The lines to extract begin at the one containing "Look at the photo above. For each instance of the arched" and run to the end of the listing; set them down exactly and alone.

• SUPPLIED DATA
>> begin
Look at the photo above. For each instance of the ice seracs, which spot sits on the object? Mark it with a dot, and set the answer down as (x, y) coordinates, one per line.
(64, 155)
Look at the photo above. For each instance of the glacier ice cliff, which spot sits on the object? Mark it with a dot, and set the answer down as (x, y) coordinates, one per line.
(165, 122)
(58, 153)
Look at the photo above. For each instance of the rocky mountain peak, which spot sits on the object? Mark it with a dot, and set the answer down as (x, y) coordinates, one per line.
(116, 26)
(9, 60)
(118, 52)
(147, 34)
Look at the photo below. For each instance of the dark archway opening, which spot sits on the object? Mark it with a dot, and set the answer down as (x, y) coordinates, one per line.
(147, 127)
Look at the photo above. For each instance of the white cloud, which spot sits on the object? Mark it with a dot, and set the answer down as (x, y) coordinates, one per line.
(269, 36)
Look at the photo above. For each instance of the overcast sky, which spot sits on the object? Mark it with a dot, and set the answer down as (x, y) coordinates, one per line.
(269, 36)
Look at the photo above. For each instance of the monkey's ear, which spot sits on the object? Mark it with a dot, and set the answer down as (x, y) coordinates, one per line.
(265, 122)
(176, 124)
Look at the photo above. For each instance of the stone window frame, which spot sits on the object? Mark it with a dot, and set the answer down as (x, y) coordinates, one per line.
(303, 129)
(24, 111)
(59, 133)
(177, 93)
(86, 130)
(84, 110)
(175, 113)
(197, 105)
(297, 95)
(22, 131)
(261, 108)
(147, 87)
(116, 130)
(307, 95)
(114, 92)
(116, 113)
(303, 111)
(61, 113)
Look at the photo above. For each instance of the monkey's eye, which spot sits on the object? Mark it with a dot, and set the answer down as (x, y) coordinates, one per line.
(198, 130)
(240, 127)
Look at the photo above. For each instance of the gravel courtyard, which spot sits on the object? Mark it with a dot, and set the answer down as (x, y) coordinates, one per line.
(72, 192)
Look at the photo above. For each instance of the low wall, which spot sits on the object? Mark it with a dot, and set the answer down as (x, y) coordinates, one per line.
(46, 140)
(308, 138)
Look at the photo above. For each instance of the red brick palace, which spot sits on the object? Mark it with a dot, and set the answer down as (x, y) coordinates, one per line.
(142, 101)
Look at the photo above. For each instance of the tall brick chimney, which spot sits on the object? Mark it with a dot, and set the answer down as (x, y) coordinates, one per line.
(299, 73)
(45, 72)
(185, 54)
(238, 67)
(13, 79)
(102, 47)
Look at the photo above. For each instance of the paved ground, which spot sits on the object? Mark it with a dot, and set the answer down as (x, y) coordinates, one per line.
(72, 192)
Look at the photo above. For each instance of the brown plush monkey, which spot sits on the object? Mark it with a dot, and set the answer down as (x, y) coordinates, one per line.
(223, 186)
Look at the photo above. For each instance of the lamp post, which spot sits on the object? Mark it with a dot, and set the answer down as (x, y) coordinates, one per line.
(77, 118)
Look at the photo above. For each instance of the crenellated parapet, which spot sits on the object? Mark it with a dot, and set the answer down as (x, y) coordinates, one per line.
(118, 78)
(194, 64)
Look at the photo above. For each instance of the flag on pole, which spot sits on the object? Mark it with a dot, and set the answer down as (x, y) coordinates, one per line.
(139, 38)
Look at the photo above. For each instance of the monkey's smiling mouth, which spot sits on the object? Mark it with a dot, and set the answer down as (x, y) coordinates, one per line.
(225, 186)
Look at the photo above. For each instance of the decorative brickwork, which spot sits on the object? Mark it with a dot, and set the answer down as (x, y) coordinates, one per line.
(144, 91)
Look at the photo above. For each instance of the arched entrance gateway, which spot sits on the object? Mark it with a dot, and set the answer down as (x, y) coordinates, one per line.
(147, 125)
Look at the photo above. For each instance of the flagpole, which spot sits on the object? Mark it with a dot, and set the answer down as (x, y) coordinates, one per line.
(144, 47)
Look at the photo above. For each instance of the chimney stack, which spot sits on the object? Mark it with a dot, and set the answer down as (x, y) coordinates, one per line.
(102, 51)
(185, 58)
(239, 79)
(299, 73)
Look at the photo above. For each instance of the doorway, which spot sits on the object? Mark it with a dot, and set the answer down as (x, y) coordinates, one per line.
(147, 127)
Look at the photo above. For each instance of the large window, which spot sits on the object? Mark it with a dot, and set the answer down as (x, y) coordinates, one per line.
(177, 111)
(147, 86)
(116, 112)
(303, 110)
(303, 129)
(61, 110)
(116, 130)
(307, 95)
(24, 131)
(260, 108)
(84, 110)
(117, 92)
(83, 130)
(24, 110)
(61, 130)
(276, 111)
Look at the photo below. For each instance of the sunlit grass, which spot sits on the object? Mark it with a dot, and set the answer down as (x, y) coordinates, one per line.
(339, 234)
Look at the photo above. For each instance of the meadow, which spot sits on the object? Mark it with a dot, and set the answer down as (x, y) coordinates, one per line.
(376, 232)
>> end
• RESPONSE
Look at the photo above. For each instance of the arched entrance gateway, which spot sits on the object? Mark it with a dot, and set the answer down as (x, y) coordinates, one per line.
(147, 125)
Look at the photo above. For each instance of the flagpole, which spot sits on the object? Mark it with a dot, and set the answer down as (x, y) coordinates, one per line.
(144, 47)
Look at the photo above. For each instance of the chimney stack, which spot sits on the object? Mark it with a dot, and set the answer down as (x, y) coordinates, one per line.
(102, 51)
(185, 58)
(239, 79)
(299, 73)
Look at the photo above. For each instance of the doorway, which spot sits on the object? Mark it with a dot, and set the answer down as (x, y) coordinates, one per line.
(147, 127)
Look at the photo above. For each instance of the large window, which spot sits on the object? Mark it with a dot, and set the answer down as (x, y) coordinates, one per line.
(177, 111)
(147, 86)
(116, 112)
(303, 110)
(303, 129)
(61, 110)
(116, 130)
(307, 95)
(24, 131)
(260, 108)
(84, 110)
(117, 92)
(83, 130)
(24, 110)
(61, 130)
(276, 111)
Look at the photo below. For each instance of the sunlit grass, which spot sits on the object? Mark it with a dot, and set the answer down as (x, y) coordinates, one per line.
(339, 234)
Look at the photo above. For each instance of the meadow, which spot sits on the object? Mark it with a dot, and set the answer down as (x, y) coordinates, one per line.
(376, 232)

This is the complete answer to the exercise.